- **Stated problem 1**:
In the passage on response-based considerations, why were no ratings collected for the classroom usage category?
- **Stated problem 2**:
Decide whether each statement agrees with the passage on response-based considerations, answering yes or no and quoting the words that settle it: (a) The features evaluators isolated were reduced to eleven general features. (b) Evaluators gave ratings for the classroom usage category. (c) The role of the students deals with how much control teachers have over a program.

-------- Text block

Response-based Considerations
There is some reason to believe that a unique characteristic of the computing medium is its ability to represent cognitive processes in ways that support their internalization as habits of thought (Papert, 1983; Salomon, 1981; Swan & Black, 1993). Response-based considerations consider whether the formal aspects of hypermedia literature applications present literary works in ways that might support Langer's (1990) four stances. Grounded in response-based conceptions of knowledge, text, readers, and teachers, these include (Swan and Meskill, 1995):
-
What counts as knowledge? is concerned with whether a program represents knowledge as constructed or static, as evolving or canonical. In this category, reviewers were asked to consider whether a program is capable of incorporating students' responses to a work of literature, whether it includes multiple perspectives on that work, whether it promotes linkages between the text and students' experiences, and whether it encourages an analytic or an exploratory approach to literary understanding.
-
The role of the text is primarily concerned with the way meaning is represented in relationship to the text. In this category, evaluators were asked to consider whether multiple meanings or interpretations are provided, and whether or not a program makes some provision for students to develop their own interpretations of a work.
-
The role of the students considers the degree of student control over a program. It asks whether a program contains tools for student construction, whether and how a program validates students' responses to a literary work, and whether or not a program supports student discourse.
-
The role of the teacher is concerned with whether software design validates and supports the teacher's role as guide, facilitator, and responder. It considers, therefore, whether and how a program can be modified by a teacher, whether it includes teacher materials and/or internal management tools, and whether or not a program promotes student-teacher discourse and/or interaction.
Classroom Issues
Finally, how multimedia/hypermedia materials are used ultimately determines their effectiveness. Bad materials can be used well; good materials can be used poorly. Group members felt, therefore, that a category should be included that dealt with classroom usage.
-
Classroom usage, then, is concerned with how an hypermedia application might be used in a classroom to support literary understanding.
Because such usage is essentially a function of teacher creativity and not inherent in the applications, however, no ratings were elicited for this category. Evaluators were simply asked to discuss actual or potential classroom usage.
Features Potentially Supportive of Response-Based Pedagogies
Evaluators were also asked to isolate specific features and multimedia/hypermedia tools that might support response-based teaching and learning. These were reduced to eleven general features that might reinforce response-based pedagogies as follows (Meskill & Swan, 1995):
-
Transparent navigation. Evaluators found that if it were not clear how users moved through an application, students and teachers became easily disoriented and frustrated. On the other hand, they noted that too much constraint, however transparent, can potentially inhibit and even drown out students' and teachers' voices.
-
Intertextuality and juxtaposition. Another desirable attribute for supporting response-based practice was found to be some mechanism through which a variety of media elements could be interrelated and/or juxtaposed to represent contrasts, similarities, and relationships between and among texts.

----------------
-------- Provided material

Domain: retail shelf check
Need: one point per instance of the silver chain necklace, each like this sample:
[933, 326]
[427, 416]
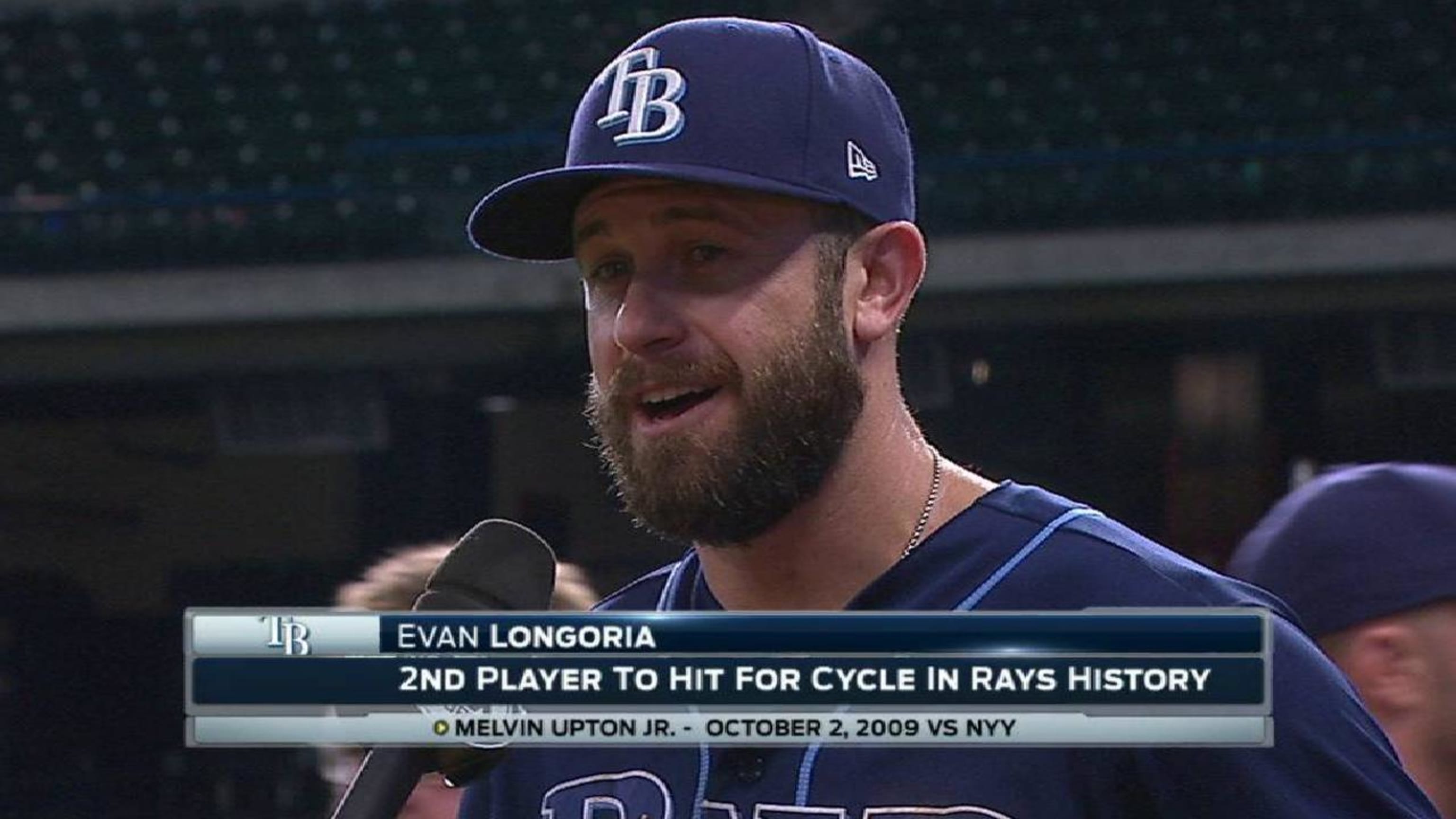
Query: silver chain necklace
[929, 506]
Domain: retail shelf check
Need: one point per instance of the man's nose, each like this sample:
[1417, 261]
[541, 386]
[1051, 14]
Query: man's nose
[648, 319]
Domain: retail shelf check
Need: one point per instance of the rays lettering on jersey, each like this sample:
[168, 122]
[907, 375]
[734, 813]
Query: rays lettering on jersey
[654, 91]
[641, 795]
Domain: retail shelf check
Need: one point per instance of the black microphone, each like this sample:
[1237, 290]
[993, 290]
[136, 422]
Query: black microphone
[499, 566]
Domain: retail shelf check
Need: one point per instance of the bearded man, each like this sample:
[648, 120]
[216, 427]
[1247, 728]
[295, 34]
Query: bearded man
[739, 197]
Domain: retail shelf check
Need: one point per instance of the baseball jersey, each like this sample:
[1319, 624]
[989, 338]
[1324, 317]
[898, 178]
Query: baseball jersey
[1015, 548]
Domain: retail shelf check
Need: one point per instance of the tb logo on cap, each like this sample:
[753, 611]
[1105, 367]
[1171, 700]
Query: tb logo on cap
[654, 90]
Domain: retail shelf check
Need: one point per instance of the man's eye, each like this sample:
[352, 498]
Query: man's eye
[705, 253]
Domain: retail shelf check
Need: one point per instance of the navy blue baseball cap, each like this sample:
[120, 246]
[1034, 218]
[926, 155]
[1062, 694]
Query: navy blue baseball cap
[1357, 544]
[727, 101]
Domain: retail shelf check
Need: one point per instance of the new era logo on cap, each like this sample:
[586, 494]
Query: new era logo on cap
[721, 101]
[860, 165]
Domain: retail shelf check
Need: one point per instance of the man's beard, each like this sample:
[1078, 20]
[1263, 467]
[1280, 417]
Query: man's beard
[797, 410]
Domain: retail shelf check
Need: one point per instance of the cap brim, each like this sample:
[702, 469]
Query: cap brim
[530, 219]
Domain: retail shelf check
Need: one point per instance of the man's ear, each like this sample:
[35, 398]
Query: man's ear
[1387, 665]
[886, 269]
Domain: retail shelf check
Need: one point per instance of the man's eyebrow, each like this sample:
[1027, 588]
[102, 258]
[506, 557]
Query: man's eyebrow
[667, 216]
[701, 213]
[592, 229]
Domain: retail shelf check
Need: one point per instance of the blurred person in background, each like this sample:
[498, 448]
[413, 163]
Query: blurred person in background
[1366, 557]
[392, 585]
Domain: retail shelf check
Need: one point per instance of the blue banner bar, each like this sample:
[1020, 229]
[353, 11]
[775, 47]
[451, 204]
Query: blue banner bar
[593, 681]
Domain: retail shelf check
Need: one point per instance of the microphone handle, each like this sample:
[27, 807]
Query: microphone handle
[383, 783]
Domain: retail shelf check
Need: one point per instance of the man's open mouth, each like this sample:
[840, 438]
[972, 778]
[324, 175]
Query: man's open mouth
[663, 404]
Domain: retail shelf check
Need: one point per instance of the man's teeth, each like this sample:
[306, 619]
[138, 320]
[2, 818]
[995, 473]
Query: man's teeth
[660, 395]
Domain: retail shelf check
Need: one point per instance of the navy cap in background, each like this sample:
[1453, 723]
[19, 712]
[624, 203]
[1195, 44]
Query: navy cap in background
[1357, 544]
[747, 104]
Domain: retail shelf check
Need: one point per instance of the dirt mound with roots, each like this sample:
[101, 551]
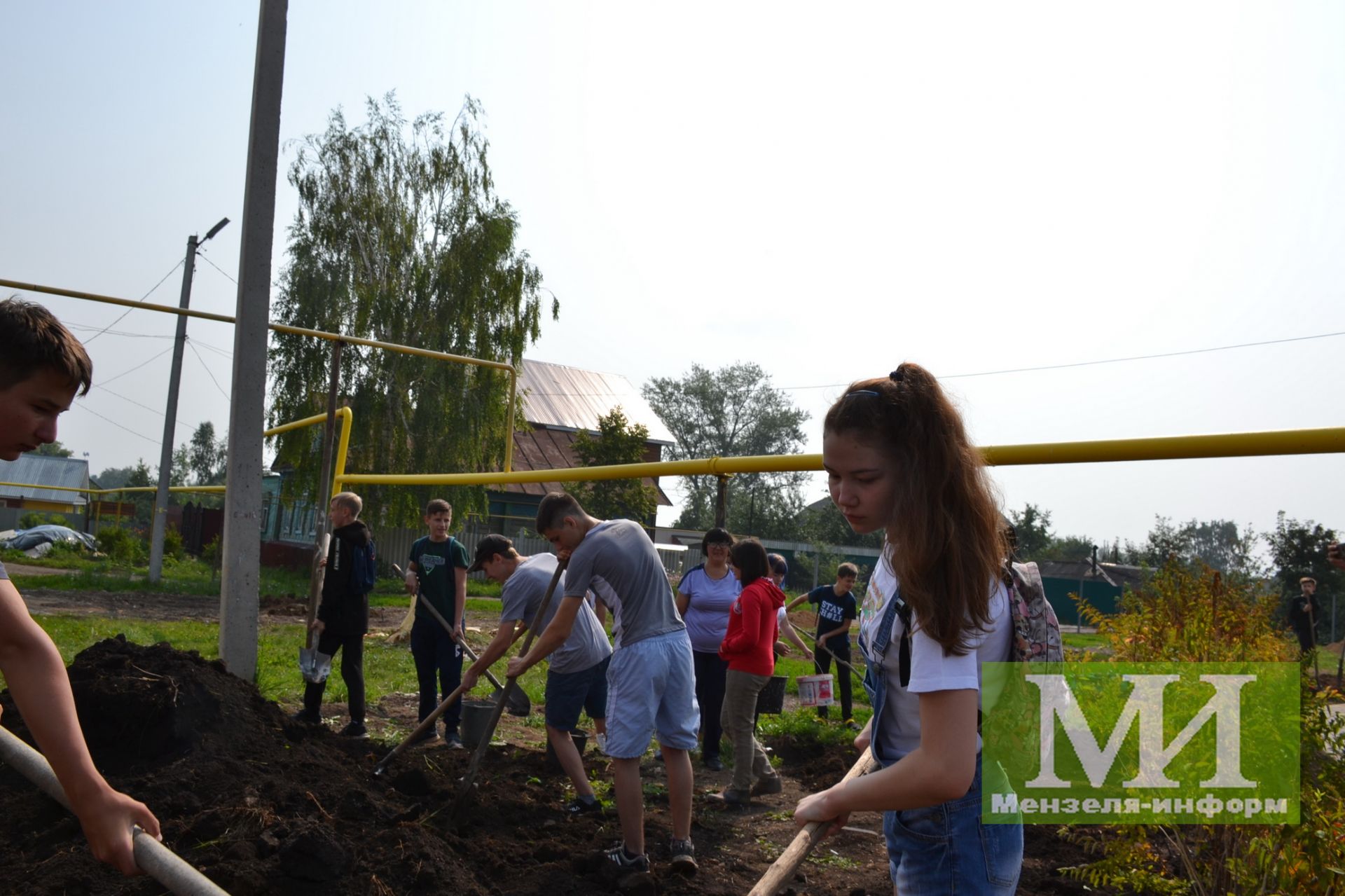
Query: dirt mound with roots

----------------

- **Result 1**:
Such usage is essentially a function of teacher creativity and not inherent in the applications.

- **Result 2**:
(a) Yes: "These were reduced to eleven general features"
(b) No: "no ratings were elicited for this category"
(c) No: "The role of the students considers the degree of student control over a program"